Interdisciplinary Seminar in Health Disparities: Health Disparity Issues Faced by Home Health Workers since the COVID-19 | Madeline Sterling

Date/Time
Date(s) - 11/17/2020
2:00 pm - 3:00 pm

Category(ies)


Interdisciplinary Seminar in Health Disparities: Healthcare Delivery in the Age of COVID-19

Health Disparity Issues Faced by Home Health Workers since the COVID-19 Pandemic

This interdisciplinary Seminar will hold intensive and collaborative sessions focused on health outcome and health delivery problems resulting from the COVID-19 pandemic. Our main research topic is health disparities in healthcare delivery and how the COVID-19 pandemic shapes systems and impacts resources, including human resources. Our main product from these collaborative interdisciplinary and multi-organizational work groups of health disparities researchers and students will be a focused grant proposal aimed at examining the impact that the COVID-19 pandemic has had on care delivery and home health caregivers’ own health outcomes.

Register for the seminar here (https://go.unc.edu/prihdcovid).

All seminars will be virtual and will have accompanying information and resources provided through Sakai.

Webinar details: Home health care workers care for community-dwelling adults and play an important role in supporting patients with confirmed and suspected coronavirus disease 2019 (COVID-19) who remain at home. These workers are mostly middle-aged women and racial/ethnic minorities who typically earn low wages. Despite being integral to patient care, these workers are often neglected by the medical community and society at large; thus, developing a health care system capable of addressing the COVID-19 crisis and future pandemics requires a better understanding of the experiences of home health care workers.

Speaker

Madeline Sterling

Dr. Madeline Sterling is a board-certified general internist and a health services researcher in the Division of General Internal Medicine at Weill Cornell Medicine. She graduated magna cum laude from Cornell University with a B.A. in Biology and Society and obtained an M.D. and an M.P.H. from Rutgers University- Robert Wood Johnson Medical School through the dual degree program. She completed a residency in Internal Medicine (Primary Care Track) at The New York-Presbyterian Hospital/Weill Cornell Medicine and a fellowship in Health Services Research (T32 program) at Weill Cornell Medicine, during which she obtained an M.Sc. in clinical epidemiology and health services research from the Weill Cornell Graduate School of Medical Sciences. Her research focuses on identifying and addressing the social determinants of health outcomes among adults with cardiovascular disease.

● **Tasks to carry out**
**1)** In the seminar announcement, why does building a health care system able to handle the COVID-19 crisis and future pandemics call for a better understanding of home health care workers' experiences? Answer in one to three sentences.
**2)** According to the seminar announcement, where did Dr. Madeline Sterling complete her residency in Internal Medicine?
**3)** Reproduce the part of the seminar announcement that opens with the words containing "Category(ies)" and closes with "own health outcomes.".
The material that follows is not required for any of this work.

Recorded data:
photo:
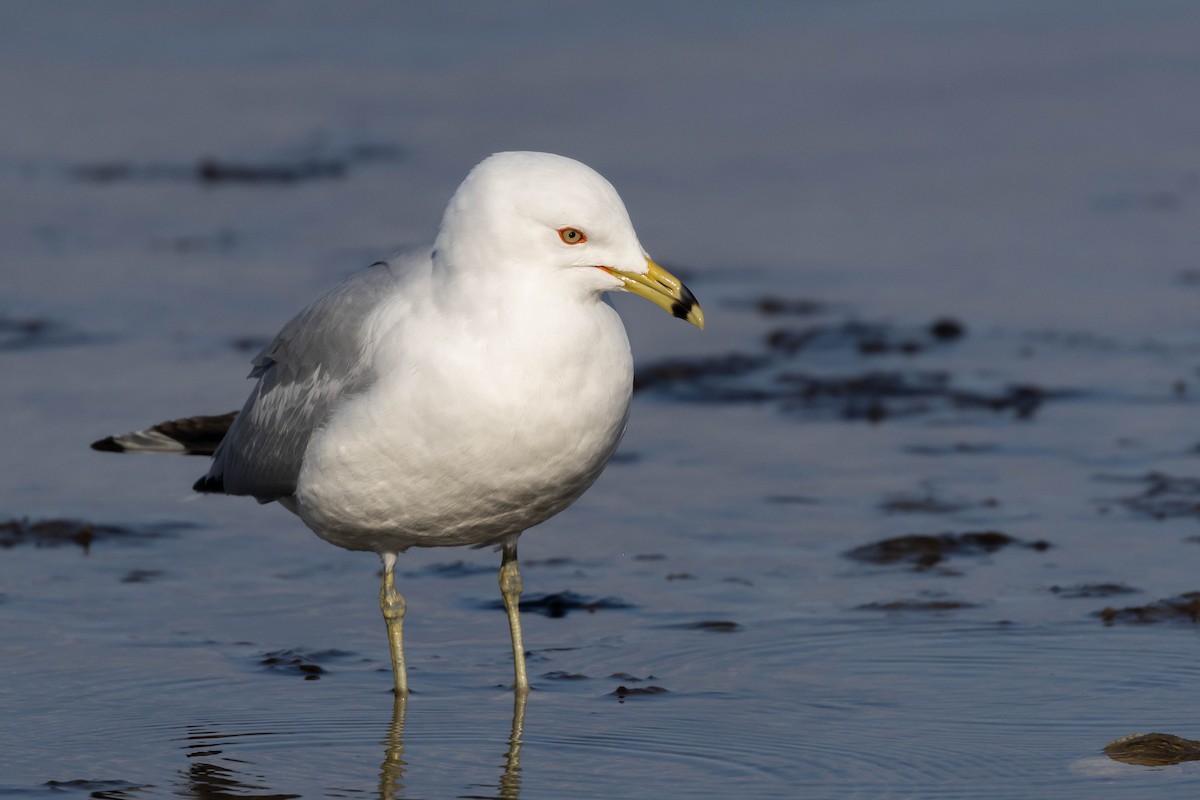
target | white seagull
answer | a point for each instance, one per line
(456, 396)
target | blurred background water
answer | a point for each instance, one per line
(863, 530)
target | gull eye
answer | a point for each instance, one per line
(571, 235)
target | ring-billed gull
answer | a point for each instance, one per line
(457, 396)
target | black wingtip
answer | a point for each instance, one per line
(209, 485)
(108, 444)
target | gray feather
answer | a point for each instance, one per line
(315, 364)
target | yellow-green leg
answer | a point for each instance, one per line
(393, 606)
(510, 589)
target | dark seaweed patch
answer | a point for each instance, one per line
(59, 533)
(327, 163)
(298, 662)
(931, 504)
(957, 449)
(712, 626)
(775, 306)
(1183, 608)
(559, 603)
(112, 789)
(904, 606)
(1093, 590)
(921, 552)
(834, 382)
(1163, 497)
(141, 576)
(451, 570)
(622, 692)
(1153, 750)
(30, 332)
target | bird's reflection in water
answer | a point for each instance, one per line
(391, 771)
(213, 773)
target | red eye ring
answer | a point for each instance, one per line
(571, 235)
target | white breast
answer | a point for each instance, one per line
(442, 452)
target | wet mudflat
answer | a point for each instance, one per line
(916, 516)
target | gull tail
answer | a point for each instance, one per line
(193, 435)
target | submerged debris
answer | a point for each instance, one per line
(324, 164)
(712, 626)
(917, 606)
(622, 692)
(929, 503)
(1183, 608)
(561, 603)
(29, 332)
(924, 551)
(58, 533)
(1153, 750)
(451, 570)
(297, 662)
(1164, 497)
(833, 380)
(1095, 590)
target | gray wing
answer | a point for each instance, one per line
(317, 360)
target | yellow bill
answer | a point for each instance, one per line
(664, 289)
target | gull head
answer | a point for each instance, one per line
(521, 215)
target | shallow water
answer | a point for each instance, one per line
(1026, 174)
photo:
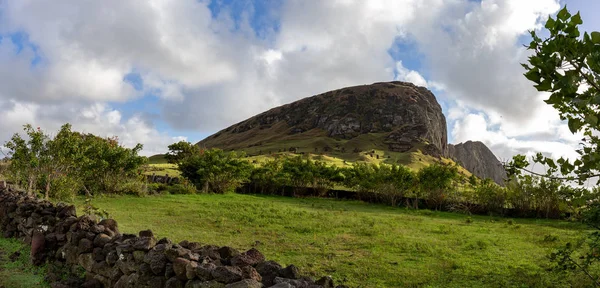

● **Answer list**
**1)** Home health care workers are integral to patient care, including for people with confirmed or suspected COVID-19 who remain at home. Yet the medical community and society at large often neglect them. For that reason, a system meant to address this crisis and future pandemics needs a better grasp of what these workers experience.

**2)** She completed it at The New York-Presbyterian Hospital/Weill Cornell Medicine, in the Primary Care Track.

**3)**
Category(ies)


Interdisciplinary Seminar in Health Disparities: Healthcare Delivery in the Age of COVID-19

Health Disparity Issues Faced by Home Health Workers since the COVID-19 Pandemic

This interdisciplinary Seminar will hold intensive and collaborative sessions focused on health outcome and health delivery problems resulting from the COVID-19 pandemic. Our main research topic is health disparities in healthcare delivery and how the COVID-19 pandemic shapes systems and impacts resources, including human resources. Our main product from these collaborative interdisciplinary and multi-organizational work groups of health disparities researchers and students will be a focused grant proposal aimed at examining the impact that the COVID-19 pandemic has had on care delivery and home health caregivers’ own health outcomes.